▶ **What you should do**
With pictures excluded, output exactly the lines that run from the first line of the data below through the line containing "TARGET = beige trousers".

▶ **Point localization data**

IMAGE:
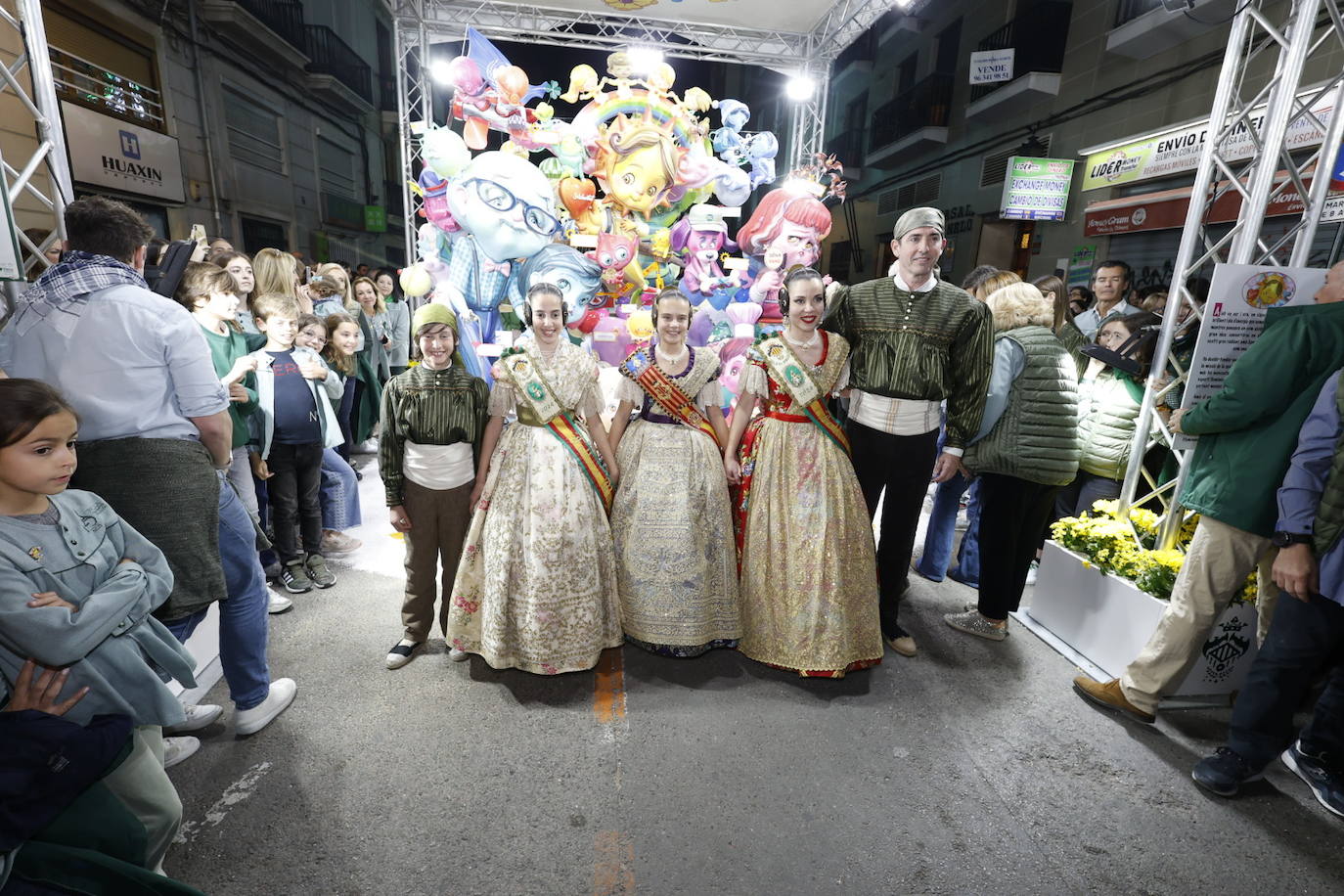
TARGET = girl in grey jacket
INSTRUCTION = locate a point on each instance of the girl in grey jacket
(77, 589)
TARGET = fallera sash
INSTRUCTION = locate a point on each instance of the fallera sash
(797, 381)
(660, 387)
(536, 392)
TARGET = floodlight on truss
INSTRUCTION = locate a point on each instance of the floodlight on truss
(800, 89)
(1307, 31)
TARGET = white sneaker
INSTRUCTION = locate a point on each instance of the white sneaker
(338, 543)
(179, 749)
(198, 716)
(248, 722)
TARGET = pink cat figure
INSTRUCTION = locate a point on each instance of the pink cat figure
(614, 254)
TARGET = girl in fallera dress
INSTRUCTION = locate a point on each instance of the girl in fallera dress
(536, 585)
(672, 521)
(808, 568)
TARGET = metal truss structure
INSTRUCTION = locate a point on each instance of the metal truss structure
(39, 103)
(421, 23)
(1307, 29)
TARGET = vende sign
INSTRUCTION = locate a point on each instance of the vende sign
(113, 154)
(1168, 214)
(989, 66)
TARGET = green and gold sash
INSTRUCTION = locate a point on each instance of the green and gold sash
(794, 378)
(538, 395)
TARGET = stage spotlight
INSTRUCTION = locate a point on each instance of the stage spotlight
(441, 71)
(800, 87)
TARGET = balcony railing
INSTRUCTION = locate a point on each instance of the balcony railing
(1038, 35)
(924, 105)
(283, 17)
(92, 85)
(334, 57)
(387, 93)
(1131, 10)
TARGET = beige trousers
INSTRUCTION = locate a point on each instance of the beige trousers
(1217, 564)
(144, 788)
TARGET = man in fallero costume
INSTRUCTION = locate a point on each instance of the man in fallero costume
(916, 342)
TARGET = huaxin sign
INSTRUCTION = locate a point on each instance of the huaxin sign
(115, 155)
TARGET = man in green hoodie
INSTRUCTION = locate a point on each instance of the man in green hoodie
(1247, 434)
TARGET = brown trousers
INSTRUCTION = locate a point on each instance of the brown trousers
(439, 520)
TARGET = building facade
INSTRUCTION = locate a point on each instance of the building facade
(269, 122)
(1120, 86)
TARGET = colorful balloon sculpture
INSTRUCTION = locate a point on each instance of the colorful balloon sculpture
(610, 195)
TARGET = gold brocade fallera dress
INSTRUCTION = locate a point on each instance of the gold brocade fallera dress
(809, 576)
(672, 520)
(536, 585)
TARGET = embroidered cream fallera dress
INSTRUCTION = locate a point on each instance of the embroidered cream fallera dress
(809, 576)
(536, 585)
(672, 521)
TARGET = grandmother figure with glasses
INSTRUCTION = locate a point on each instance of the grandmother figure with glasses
(507, 209)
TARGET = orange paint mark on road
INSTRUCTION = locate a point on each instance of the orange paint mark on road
(613, 871)
(609, 688)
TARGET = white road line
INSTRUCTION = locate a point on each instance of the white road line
(234, 794)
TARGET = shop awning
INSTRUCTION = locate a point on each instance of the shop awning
(1165, 209)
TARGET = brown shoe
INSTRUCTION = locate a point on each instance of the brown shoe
(1109, 696)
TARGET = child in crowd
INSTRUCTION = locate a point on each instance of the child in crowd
(340, 481)
(207, 291)
(240, 267)
(431, 422)
(295, 424)
(77, 590)
(359, 405)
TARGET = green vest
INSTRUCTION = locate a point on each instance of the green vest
(1037, 437)
(1329, 512)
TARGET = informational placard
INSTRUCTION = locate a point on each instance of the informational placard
(1037, 188)
(1081, 263)
(1178, 150)
(1239, 295)
(991, 66)
(11, 259)
(109, 152)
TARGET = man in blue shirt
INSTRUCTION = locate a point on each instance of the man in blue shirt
(1307, 636)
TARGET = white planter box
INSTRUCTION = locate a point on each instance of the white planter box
(1106, 621)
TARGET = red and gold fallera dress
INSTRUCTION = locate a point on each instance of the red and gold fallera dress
(809, 580)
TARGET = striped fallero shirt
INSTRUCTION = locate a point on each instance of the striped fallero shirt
(428, 407)
(929, 345)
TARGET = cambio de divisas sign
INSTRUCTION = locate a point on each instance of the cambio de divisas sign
(1037, 188)
(1178, 150)
(989, 66)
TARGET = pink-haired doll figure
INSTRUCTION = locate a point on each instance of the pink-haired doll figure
(700, 237)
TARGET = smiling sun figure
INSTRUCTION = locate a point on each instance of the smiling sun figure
(637, 164)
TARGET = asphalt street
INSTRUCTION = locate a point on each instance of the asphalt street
(970, 769)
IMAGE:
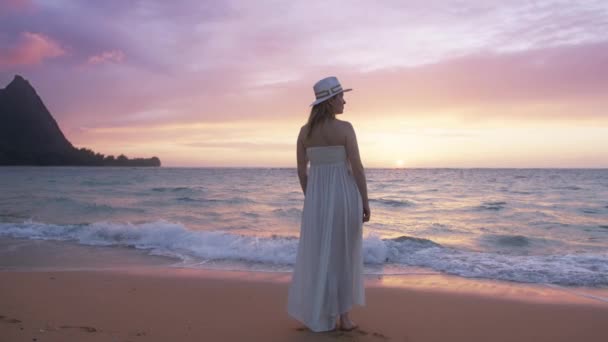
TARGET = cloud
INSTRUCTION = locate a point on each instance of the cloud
(30, 49)
(15, 5)
(113, 56)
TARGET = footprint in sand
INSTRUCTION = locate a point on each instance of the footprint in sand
(9, 320)
(83, 328)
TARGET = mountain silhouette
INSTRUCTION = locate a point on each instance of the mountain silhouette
(29, 135)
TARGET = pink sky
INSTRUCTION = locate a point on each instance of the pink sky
(209, 83)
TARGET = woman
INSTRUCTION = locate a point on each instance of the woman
(327, 279)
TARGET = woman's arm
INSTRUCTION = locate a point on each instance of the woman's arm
(352, 152)
(302, 162)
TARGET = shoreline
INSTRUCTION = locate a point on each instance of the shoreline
(161, 304)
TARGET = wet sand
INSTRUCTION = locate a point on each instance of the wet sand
(155, 304)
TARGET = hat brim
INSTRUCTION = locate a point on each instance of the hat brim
(317, 101)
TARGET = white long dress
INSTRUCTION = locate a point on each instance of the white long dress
(328, 274)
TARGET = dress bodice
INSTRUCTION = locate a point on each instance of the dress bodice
(326, 154)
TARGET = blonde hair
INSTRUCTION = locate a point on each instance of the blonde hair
(319, 113)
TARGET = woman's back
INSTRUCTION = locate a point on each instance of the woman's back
(331, 132)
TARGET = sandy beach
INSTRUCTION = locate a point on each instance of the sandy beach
(163, 304)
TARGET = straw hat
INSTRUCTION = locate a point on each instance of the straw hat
(326, 88)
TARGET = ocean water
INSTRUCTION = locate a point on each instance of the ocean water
(547, 226)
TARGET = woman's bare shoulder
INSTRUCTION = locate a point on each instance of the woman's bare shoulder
(344, 126)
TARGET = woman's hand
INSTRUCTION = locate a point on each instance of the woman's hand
(366, 213)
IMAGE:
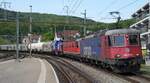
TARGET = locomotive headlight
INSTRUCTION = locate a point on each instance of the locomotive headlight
(137, 54)
(127, 50)
(118, 56)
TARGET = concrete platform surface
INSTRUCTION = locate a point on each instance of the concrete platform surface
(29, 70)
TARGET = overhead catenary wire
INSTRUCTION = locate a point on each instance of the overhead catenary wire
(107, 7)
(77, 6)
(74, 5)
(125, 6)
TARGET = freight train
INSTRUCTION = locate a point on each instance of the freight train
(119, 50)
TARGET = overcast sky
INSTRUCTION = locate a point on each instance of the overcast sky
(96, 9)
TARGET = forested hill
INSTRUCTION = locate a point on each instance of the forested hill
(44, 24)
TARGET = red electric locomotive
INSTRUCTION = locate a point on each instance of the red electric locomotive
(118, 49)
(71, 47)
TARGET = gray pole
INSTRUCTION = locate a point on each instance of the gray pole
(67, 17)
(17, 36)
(84, 22)
(30, 19)
(5, 4)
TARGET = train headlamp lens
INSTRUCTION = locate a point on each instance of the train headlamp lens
(127, 50)
(118, 56)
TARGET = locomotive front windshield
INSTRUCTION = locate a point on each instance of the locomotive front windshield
(116, 40)
(133, 39)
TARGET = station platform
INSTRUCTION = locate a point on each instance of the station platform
(28, 70)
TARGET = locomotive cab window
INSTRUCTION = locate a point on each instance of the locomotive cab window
(133, 39)
(118, 41)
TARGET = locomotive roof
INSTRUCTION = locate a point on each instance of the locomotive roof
(122, 31)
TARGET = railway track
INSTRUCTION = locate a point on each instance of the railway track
(131, 78)
(67, 72)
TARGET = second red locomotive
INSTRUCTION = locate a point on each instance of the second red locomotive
(118, 49)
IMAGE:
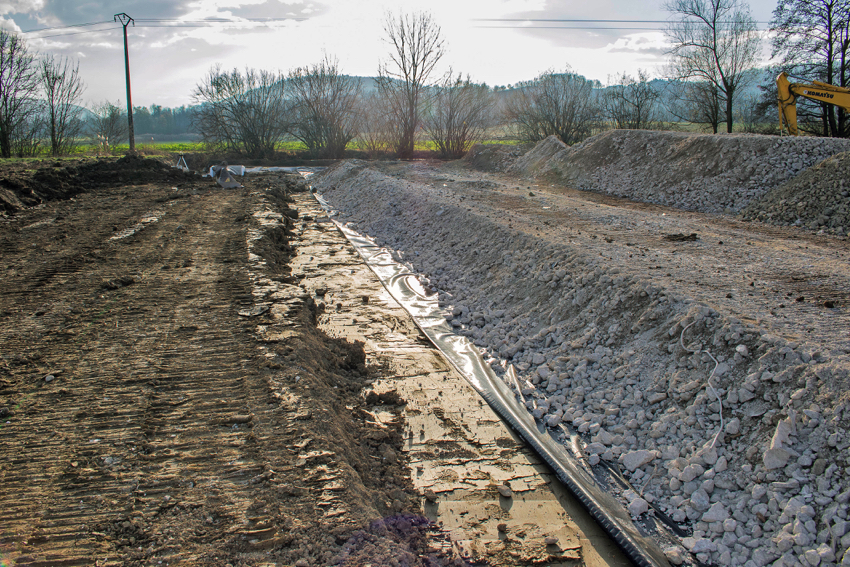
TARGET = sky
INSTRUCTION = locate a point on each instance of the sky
(173, 44)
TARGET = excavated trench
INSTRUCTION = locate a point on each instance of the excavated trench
(672, 345)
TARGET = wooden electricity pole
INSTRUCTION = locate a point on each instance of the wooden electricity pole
(124, 19)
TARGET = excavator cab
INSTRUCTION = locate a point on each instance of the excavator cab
(787, 93)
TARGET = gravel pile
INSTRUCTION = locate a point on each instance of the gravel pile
(738, 435)
(698, 172)
(818, 199)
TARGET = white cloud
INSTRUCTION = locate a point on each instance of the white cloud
(20, 6)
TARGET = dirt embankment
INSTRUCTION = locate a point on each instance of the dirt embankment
(145, 420)
(29, 183)
(706, 173)
(707, 357)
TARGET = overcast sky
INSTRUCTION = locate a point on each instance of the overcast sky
(175, 42)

▶ **Solution to the exercise**
IMAGE:
TARGET = girl in grey jacket
INSTRUCTION = locate a point on each instance of the girl in grey jacket
(77, 589)
TARGET = fallera sash
INSTRUCTION = locate a point on each instance of the fallera sash
(797, 381)
(660, 387)
(536, 392)
TARGET = floodlight on truss
INSTRUCTION = locate a point on each instance of the floodlight on truss
(800, 89)
(1307, 31)
TARGET = white sneaker
INSTRUCTION = locate a point on each instance of the white sneaker
(338, 543)
(179, 749)
(198, 716)
(248, 722)
TARGET = pink cat figure
INSTRUCTION = locate a point on each instance of the pink cat figure
(614, 254)
TARGET = girl in fallera dress
INSTRUCTION = locate a point on each instance of the girl in fallera dress
(536, 585)
(672, 521)
(808, 568)
TARGET = metal truss structure
INSTRUCTION = locate a point on each instance of the metal truss structure
(39, 103)
(421, 23)
(1307, 29)
TARGET = vende sign
INSTRUCTION = locate a point on each instance of the vende sign
(113, 154)
(1168, 214)
(989, 66)
TARGET = green and gold sash
INSTRUCTION = locate a point on each instance of the green and gold sash
(794, 378)
(538, 395)
TARGET = stage spotlight
INSTRUCTION = locate a point on each instance of the stage spotlight
(441, 71)
(800, 87)
TARGET = balcony railing
INSTRUCTION = locate a point on each instance of the balcony railing
(1038, 35)
(924, 105)
(283, 17)
(92, 85)
(334, 57)
(387, 93)
(1131, 10)
TARGET = beige trousers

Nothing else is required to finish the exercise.